_DOCUMENT TEXT_:
I believe that I have far less recent teaching experience than
most of my colleagues. While I find the
new vocational push misguided, I am eager to learn about stuff that will make
me a better teacher. A new administrator
calls ceaseless long meetings where ESL teachers break into groups by level taught
in order to brainstorm. My Level 1 group
is weary of the new new thing. For me,
it is easy to embrace the new, but for seasoned, experienced teachers, the
expectation of changing one’s teaching practice for each new trend or requirement
is soul sucking. Whenever something new
is suggested, it’s usually met with hostility and resistance.
One of Celia’s eyeballs is completely grey. She wears a
modest scarf, long skirts and has no cellphone.
While my fellow beginning level teachers, for the most part, claim that
their students are incapable of installing a number of phone apps that augment traditional
classroom learning, with the exception of Celia, all of my students have
installed and are able to use, and certainly enjoy, a number of different
apps. I offer my phone to Celia so she
can play a game with us, but she demurs.
I suspect that there is some sort of religious prohibition and notice,
that she is absent the day after declining my phone offer. I’m afraid that she’s offended but she
arrives early the next night and says that she’d missed school because she was
enrolling in a vocational program for practical nursing. She
tells me that she has no phone because she’s afraid it will be a
distraction. I point out that once she
begins working a nurse, she’ll need a cellphone for a variety of reasons. She reluctantly agrees. After watching a
lively game of Kahoot!, I believe she may be softening and will offer her the
use of my phone or a school IPad the next time we play a game.

_RECORDED DATA_:
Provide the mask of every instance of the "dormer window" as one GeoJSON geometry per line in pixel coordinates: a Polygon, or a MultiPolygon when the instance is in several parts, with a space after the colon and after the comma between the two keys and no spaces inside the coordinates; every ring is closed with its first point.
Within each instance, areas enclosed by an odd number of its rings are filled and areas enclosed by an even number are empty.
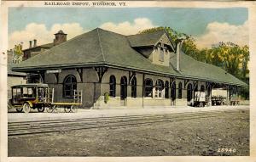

_WORK INSTRUCTIONS_:
1. Reproduce the classroom account word for word between "I believe that" and "hostility and resistance.", inclusive.
2. For each statement, say whether the classroom account agrees with it, and quote the words that decide it: (a) Celia has no cellphone. (b) The Level 1 group is eager for the latest new approach. (c) Celia missed school because she was ill.
Base each answer only on the classroom account.

_SET OF ANSWERS_:
1.
I believe that I have far less recent teaching experience than
most of my colleagues. While I find the
new vocational push misguided, I am eager to learn about stuff that will make
me a better teacher. A new administrator
calls ceaseless long meetings where ESL teachers break into groups by level taught
in order to brainstorm. My Level 1 group
is weary of the new new thing. For me,
it is easy to embrace the new, but for seasoned, experienced teachers, the
expectation of changing one’s teaching practice for each new trend or requirement
is soul sucking. Whenever something new
is suggested, it’s usually met with hostility and resistance.

2.
(a) Yes: "has no cellphone."
(b) No: "is weary of the new new thing."
(c) No: "she’d missed school because she was enrolling in a vocational program for practical nursing."